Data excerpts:
----------------

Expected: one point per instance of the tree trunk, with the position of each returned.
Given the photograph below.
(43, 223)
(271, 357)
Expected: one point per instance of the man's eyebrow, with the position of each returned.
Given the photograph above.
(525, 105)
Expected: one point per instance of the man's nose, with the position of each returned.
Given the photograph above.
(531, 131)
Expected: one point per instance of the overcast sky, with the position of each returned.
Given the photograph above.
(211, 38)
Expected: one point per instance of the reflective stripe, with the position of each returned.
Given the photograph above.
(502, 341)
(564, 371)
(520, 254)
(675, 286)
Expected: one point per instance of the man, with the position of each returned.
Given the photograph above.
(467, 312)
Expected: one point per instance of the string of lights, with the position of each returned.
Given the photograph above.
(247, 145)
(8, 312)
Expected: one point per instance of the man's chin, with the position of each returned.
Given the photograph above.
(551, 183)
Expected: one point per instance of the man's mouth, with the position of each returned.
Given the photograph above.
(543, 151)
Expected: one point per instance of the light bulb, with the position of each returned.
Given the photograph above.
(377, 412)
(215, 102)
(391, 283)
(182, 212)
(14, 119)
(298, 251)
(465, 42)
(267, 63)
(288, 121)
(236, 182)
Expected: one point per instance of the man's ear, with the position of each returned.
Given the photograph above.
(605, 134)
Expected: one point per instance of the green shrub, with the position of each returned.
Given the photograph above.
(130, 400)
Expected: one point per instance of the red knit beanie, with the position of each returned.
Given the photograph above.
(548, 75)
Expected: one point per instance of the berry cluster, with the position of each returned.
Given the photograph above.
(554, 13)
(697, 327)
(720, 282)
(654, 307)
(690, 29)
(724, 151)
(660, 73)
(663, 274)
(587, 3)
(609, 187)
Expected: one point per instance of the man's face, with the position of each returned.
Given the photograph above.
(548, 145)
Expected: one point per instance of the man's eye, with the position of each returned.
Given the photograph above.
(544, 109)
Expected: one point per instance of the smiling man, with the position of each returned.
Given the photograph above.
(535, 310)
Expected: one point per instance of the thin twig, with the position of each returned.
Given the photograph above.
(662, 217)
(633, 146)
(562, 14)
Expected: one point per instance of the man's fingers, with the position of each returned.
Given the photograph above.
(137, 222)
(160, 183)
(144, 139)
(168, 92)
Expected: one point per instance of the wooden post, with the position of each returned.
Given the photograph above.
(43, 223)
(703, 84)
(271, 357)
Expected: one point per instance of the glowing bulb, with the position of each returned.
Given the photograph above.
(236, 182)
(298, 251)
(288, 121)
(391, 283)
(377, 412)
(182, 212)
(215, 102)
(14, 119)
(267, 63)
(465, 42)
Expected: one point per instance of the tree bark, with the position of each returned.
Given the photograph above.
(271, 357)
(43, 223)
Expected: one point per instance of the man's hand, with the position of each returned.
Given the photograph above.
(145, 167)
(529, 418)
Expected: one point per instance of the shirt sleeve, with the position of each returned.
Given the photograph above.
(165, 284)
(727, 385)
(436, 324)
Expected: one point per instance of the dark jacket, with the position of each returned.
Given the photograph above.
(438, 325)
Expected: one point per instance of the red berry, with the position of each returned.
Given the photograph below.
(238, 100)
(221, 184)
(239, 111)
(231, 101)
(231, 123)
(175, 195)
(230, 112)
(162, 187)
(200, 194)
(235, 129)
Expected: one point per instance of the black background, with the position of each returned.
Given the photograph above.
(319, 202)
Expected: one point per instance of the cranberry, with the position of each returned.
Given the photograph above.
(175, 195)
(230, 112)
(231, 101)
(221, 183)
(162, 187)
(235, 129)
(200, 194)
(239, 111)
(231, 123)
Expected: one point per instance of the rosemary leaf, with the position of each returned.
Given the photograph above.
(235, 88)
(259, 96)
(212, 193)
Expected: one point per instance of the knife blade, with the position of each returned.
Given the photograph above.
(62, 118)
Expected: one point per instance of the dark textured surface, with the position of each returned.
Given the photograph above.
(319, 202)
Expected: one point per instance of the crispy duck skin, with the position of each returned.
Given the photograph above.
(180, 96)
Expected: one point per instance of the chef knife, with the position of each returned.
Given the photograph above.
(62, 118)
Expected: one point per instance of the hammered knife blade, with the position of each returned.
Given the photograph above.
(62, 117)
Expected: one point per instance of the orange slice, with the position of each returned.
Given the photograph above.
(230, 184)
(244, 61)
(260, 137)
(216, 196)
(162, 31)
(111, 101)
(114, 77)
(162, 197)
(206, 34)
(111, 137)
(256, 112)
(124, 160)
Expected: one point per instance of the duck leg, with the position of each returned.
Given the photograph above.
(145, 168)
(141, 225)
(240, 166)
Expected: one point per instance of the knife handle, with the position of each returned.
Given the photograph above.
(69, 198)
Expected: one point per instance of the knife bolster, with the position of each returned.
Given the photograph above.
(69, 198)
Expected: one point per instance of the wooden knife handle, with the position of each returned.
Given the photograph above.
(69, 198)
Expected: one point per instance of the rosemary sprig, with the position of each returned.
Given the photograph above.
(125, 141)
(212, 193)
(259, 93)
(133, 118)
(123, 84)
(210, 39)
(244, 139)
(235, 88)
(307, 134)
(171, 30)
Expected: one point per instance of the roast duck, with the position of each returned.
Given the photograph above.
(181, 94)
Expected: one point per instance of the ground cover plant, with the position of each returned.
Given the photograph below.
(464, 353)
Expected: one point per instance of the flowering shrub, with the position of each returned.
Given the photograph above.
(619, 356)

----------------

* Assignment: The data should be written out again in full, exactly as it stands.

* Answer to the exercise:
Expected: one point per instance of the tree trunk, with the position of each returned.
Given the photograph below.
(43, 223)
(271, 357)
Expected: one point per instance of the man's eyebrow, with the position of each returned.
Given the photograph above.
(525, 105)
Expected: one point per instance of the man's nose, with the position of each returned.
Given the photograph above.
(531, 131)
Expected: one point per instance of the overcast sky, with the position of each returned.
Given the photograph above.
(211, 38)
Expected: one point per instance of the reflective stripe, with the position of each returned.
Given the photograph above.
(502, 341)
(564, 371)
(520, 254)
(675, 286)
Expected: one point per instance of the man, with the position of each returned.
Given the photograph above.
(467, 312)
Expected: one point per instance of the string of lights, with the position of each returned.
Given the photograph above.
(247, 145)
(8, 312)
Expected: one point per instance of the man's chin, with the position of each returned.
Given the photograph above.
(551, 183)
Expected: one point per instance of the man's mouth, with the position of each returned.
Given the photograph above.
(543, 151)
Expected: one point per instance of the light bulb, with the position of each returned.
Given the photograph above.
(377, 412)
(215, 102)
(391, 283)
(182, 212)
(14, 119)
(298, 251)
(465, 42)
(267, 63)
(288, 121)
(236, 182)
Expected: one point per instance of the man's ear, with the position of each returned.
Given the photograph above.
(605, 134)
Expected: one point per instance of the green shrub, with the position of each returned.
Given the photograph above.
(130, 400)
Expected: one point per instance of the red knit beanie, with the position of each returned.
Given the photograph above.
(548, 75)
Expected: one point per instance of the berry cluster, with the position of each returned.
Given the photograph above.
(554, 13)
(697, 327)
(720, 282)
(654, 307)
(690, 29)
(724, 151)
(660, 73)
(663, 274)
(587, 3)
(609, 187)
Expected: one point per instance of the man's face, with the position of each returned.
Given the photograph above.
(548, 145)
Expected: one point per instance of the man's eye, with the position of each returned.
Given the photograph above.
(544, 109)
Expected: one point per instance of the smiling man, with the position of each returned.
Given the photograph above.
(535, 310)
Expected: one point per instance of the thin twig, with the position of each returned.
Given the photograph above.
(662, 217)
(633, 146)
(562, 14)
Expected: one point per instance of the man's fingers, with the position of each returned.
Given the photograph above.
(137, 222)
(160, 183)
(144, 139)
(168, 92)
Expected: one point per instance of the wooden post, with the position of each returned.
Given the photograph above.
(43, 223)
(703, 84)
(271, 357)
Expected: one point per instance of the glowing bulb, with the position of each returned.
Given the photograph above.
(236, 182)
(298, 251)
(288, 121)
(391, 283)
(377, 412)
(182, 212)
(215, 102)
(14, 119)
(267, 63)
(465, 42)
Expected: one point per instance of the tree bark, with the position of each returned.
Given the photograph above.
(271, 357)
(43, 223)
Expected: one point per instance of the man's hand, with the position of each returned.
Given the photograph above.
(145, 167)
(529, 418)
Expected: one point per instance of the shirt sleeve, with the position of each returned.
Given the photograph above.
(165, 284)
(727, 385)
(436, 324)
Expected: one point per instance of the dark jacket, with the position of each returned.
Given the photograph above.
(438, 325)
Expected: one point per instance of the red berry, with the position of each returned.
Given the photograph below.
(238, 100)
(221, 184)
(239, 111)
(231, 101)
(231, 123)
(175, 195)
(230, 112)
(162, 187)
(200, 194)
(235, 129)
Expected: one point per instance of the black background, with the position of each returned.
Given the photograph above.
(319, 202)
Expected: one point per instance of the cranberry, with the position of each returned.
Given the photograph above.
(175, 195)
(230, 112)
(231, 101)
(221, 183)
(162, 187)
(235, 129)
(200, 194)
(239, 111)
(231, 123)
Expected: one point per instance of the rosemary leaf, with the position of each returned.
Given the photograph above.
(235, 88)
(259, 96)
(212, 193)
Expected: one point per instance of the knife blade, with the position of each returned.
Given the photograph above.
(62, 118)
Expected: one point per instance of the dark textured surface, with the position of each returned.
Given the photograph above.
(319, 202)
Expected: one point per instance of the crispy duck skin, with the position of each returned.
Given the photograph above.
(180, 96)
Expected: one point per instance of the chef knife, with the position of each returned.
Given the photograph above.
(62, 118)
Expected: one point per instance of the hammered knife blade, with the position of each returned.
Given the photograph above.
(62, 117)
Expected: one point per instance of the orange slice, with the position of each returned.
Given the photograph above.
(230, 184)
(244, 61)
(260, 137)
(216, 196)
(162, 31)
(111, 101)
(114, 77)
(162, 197)
(206, 34)
(111, 137)
(256, 112)
(124, 160)
Expected: one point per instance of the duck leg, with the position of each returned.
Given the photograph above.
(145, 168)
(141, 225)
(240, 166)
Expected: one point per instance of the knife handle, with the position of each returned.
Given the photograph above.
(69, 198)
Expected: one point per instance of the knife bolster, with the position of each returned.
Given the photograph above.
(69, 198)
Expected: one point per instance of the wooden knife handle, with the position of each returned.
Given the photograph above.
(69, 198)
Expected: one point per instance of the rosemary sprig, with the position of each returned.
Given the photograph above.
(125, 141)
(212, 193)
(259, 93)
(133, 118)
(123, 84)
(210, 39)
(244, 139)
(235, 88)
(307, 134)
(171, 30)
Expected: one point per instance of the roast duck, with the position of each returned.
Given the photograph above.
(181, 94)
Expected: one point per instance of the ground cover plant, with the position of each returned.
Given the photograph below.
(464, 353)
Expected: one point per instance of the flowering shrub, with the position of each returned.
Given the photograph above.
(619, 356)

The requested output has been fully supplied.